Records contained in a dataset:
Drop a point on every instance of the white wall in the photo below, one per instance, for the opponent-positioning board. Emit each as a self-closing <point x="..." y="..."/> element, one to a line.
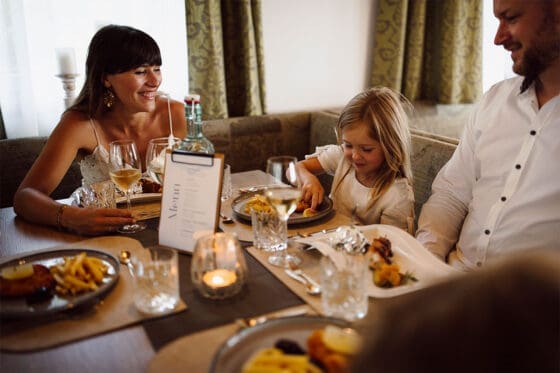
<point x="317" y="52"/>
<point x="31" y="96"/>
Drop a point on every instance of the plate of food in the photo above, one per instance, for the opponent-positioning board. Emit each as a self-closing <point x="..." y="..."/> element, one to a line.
<point x="398" y="263"/>
<point x="49" y="282"/>
<point x="300" y="343"/>
<point x="242" y="205"/>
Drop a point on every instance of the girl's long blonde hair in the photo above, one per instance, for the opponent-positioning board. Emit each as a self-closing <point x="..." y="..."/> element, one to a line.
<point x="382" y="110"/>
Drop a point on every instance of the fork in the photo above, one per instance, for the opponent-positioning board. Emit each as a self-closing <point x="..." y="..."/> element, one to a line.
<point x="312" y="284"/>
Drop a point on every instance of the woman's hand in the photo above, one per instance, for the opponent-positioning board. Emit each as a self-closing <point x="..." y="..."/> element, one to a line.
<point x="95" y="221"/>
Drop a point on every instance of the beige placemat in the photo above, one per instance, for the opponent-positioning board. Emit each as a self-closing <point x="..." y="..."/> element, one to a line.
<point x="244" y="231"/>
<point x="145" y="211"/>
<point x="194" y="352"/>
<point x="310" y="264"/>
<point x="115" y="311"/>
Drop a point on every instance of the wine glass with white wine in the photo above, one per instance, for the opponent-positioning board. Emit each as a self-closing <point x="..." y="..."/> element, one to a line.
<point x="125" y="170"/>
<point x="283" y="196"/>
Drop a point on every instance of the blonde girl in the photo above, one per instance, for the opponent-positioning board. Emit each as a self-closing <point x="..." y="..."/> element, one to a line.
<point x="371" y="165"/>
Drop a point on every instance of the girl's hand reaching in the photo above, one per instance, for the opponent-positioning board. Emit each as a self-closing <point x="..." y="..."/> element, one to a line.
<point x="311" y="189"/>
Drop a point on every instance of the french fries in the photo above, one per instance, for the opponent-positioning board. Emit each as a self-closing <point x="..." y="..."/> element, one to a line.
<point x="274" y="360"/>
<point x="258" y="203"/>
<point x="78" y="274"/>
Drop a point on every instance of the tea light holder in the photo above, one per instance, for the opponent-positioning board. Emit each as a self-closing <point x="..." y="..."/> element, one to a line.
<point x="69" y="86"/>
<point x="218" y="268"/>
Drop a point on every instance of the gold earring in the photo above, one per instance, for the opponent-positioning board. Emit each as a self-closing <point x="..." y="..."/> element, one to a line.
<point x="108" y="99"/>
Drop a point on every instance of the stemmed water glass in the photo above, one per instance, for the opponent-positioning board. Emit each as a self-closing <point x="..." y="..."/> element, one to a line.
<point x="283" y="196"/>
<point x="125" y="170"/>
<point x="155" y="156"/>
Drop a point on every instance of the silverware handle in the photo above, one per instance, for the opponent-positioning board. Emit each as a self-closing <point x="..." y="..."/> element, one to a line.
<point x="296" y="277"/>
<point x="309" y="279"/>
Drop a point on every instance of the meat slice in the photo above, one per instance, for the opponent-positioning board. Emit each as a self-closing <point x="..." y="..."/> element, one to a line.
<point x="40" y="283"/>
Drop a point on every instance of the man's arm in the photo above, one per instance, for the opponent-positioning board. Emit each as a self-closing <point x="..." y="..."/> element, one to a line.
<point x="442" y="216"/>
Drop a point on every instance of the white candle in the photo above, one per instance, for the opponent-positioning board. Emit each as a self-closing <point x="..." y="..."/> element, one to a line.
<point x="219" y="278"/>
<point x="67" y="61"/>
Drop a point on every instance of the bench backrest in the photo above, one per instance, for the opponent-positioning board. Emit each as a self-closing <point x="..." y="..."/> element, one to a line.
<point x="17" y="157"/>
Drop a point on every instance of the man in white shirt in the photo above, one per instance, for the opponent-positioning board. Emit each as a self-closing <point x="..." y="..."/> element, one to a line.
<point x="500" y="191"/>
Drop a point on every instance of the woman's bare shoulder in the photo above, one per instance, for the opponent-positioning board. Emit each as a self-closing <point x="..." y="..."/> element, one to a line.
<point x="74" y="127"/>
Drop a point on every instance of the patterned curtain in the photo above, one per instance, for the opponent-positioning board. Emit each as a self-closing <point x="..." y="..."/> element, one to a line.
<point x="429" y="49"/>
<point x="226" y="63"/>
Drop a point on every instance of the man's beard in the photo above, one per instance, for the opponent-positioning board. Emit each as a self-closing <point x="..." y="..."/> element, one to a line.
<point x="544" y="51"/>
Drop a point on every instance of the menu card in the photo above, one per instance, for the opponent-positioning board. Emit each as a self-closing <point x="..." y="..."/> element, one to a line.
<point x="191" y="197"/>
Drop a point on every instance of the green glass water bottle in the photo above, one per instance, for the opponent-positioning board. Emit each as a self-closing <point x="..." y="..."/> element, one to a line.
<point x="195" y="141"/>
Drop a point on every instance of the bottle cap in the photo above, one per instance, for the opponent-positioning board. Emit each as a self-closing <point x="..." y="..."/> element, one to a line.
<point x="192" y="97"/>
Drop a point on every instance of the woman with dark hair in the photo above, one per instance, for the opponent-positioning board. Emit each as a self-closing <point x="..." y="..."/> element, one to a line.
<point x="119" y="100"/>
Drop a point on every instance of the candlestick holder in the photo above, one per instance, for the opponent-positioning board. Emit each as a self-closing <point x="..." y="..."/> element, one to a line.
<point x="218" y="268"/>
<point x="69" y="86"/>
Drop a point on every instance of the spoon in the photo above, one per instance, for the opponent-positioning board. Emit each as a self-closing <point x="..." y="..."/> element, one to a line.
<point x="124" y="258"/>
<point x="226" y="219"/>
<point x="311" y="287"/>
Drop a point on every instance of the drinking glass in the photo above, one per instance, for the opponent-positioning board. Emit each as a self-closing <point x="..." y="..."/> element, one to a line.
<point x="155" y="157"/>
<point x="125" y="170"/>
<point x="156" y="279"/>
<point x="283" y="196"/>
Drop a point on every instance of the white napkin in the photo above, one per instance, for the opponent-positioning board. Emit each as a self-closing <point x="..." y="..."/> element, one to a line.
<point x="322" y="242"/>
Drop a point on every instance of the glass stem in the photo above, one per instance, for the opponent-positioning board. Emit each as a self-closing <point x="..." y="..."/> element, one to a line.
<point x="128" y="204"/>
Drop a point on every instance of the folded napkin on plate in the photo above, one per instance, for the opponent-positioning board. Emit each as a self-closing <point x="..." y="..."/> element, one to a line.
<point x="336" y="245"/>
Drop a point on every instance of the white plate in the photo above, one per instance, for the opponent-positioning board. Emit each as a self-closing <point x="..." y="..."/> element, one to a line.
<point x="141" y="198"/>
<point x="240" y="347"/>
<point x="409" y="254"/>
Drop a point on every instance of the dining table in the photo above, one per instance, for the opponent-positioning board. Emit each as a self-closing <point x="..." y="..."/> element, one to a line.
<point x="187" y="339"/>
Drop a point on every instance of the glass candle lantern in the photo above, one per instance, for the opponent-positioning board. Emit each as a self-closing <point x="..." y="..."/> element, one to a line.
<point x="218" y="268"/>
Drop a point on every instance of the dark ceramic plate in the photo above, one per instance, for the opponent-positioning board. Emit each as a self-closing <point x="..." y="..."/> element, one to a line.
<point x="238" y="207"/>
<point x="27" y="307"/>
<point x="241" y="346"/>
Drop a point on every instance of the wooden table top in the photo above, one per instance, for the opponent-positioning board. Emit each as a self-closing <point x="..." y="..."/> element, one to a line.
<point x="124" y="350"/>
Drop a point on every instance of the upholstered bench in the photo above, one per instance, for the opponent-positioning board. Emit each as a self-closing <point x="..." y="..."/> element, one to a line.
<point x="246" y="142"/>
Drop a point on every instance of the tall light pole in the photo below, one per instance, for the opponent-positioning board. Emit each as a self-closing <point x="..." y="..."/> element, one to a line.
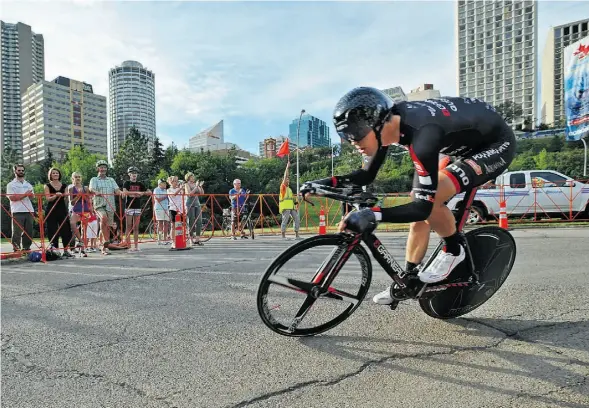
<point x="298" y="148"/>
<point x="332" y="146"/>
<point x="585" y="161"/>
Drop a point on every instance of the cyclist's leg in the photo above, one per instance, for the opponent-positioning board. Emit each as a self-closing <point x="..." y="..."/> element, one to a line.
<point x="419" y="232"/>
<point x="471" y="171"/>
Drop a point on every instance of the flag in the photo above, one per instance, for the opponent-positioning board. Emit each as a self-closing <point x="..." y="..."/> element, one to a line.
<point x="283" y="149"/>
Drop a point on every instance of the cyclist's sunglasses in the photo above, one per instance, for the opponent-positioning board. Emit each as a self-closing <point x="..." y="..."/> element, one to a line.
<point x="358" y="130"/>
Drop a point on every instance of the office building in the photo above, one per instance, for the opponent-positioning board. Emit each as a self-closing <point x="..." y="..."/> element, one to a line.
<point x="59" y="115"/>
<point x="23" y="64"/>
<point x="559" y="37"/>
<point x="396" y="93"/>
<point x="497" y="44"/>
<point x="313" y="132"/>
<point x="208" y="138"/>
<point x="132" y="103"/>
<point x="423" y="92"/>
<point x="270" y="146"/>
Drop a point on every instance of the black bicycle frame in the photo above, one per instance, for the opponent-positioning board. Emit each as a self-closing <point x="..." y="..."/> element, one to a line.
<point x="396" y="271"/>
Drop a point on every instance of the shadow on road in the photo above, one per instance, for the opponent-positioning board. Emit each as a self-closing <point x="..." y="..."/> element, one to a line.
<point x="538" y="351"/>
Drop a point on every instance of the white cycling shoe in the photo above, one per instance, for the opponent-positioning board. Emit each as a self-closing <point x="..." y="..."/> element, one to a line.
<point x="441" y="267"/>
<point x="384" y="297"/>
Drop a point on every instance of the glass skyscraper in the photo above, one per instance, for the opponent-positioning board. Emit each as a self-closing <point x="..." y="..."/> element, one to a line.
<point x="23" y="64"/>
<point x="313" y="132"/>
<point x="132" y="103"/>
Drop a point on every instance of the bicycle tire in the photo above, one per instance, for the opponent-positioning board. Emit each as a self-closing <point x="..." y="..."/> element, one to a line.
<point x="440" y="305"/>
<point x="280" y="260"/>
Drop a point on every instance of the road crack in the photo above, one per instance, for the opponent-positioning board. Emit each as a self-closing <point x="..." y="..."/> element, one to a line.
<point x="361" y="369"/>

* **Job**: Copy exactly the lines above, from the one containing "Drop a point on every instance of the bicycle" through the very last line.

* **Full answer**:
Drop a point on every instance of the bicycle tire in the photo above, one per instance, for the opponent-positioning board. Emit each as a self-closing <point x="..." y="..."/> element, one to a line.
<point x="440" y="305"/>
<point x="280" y="260"/>
Drop a point on every instance of the road crack in the photo above, one per instance, for the opponent-positioning board. Emit each as a self-closing <point x="..." y="..."/> element, one to a line.
<point x="361" y="369"/>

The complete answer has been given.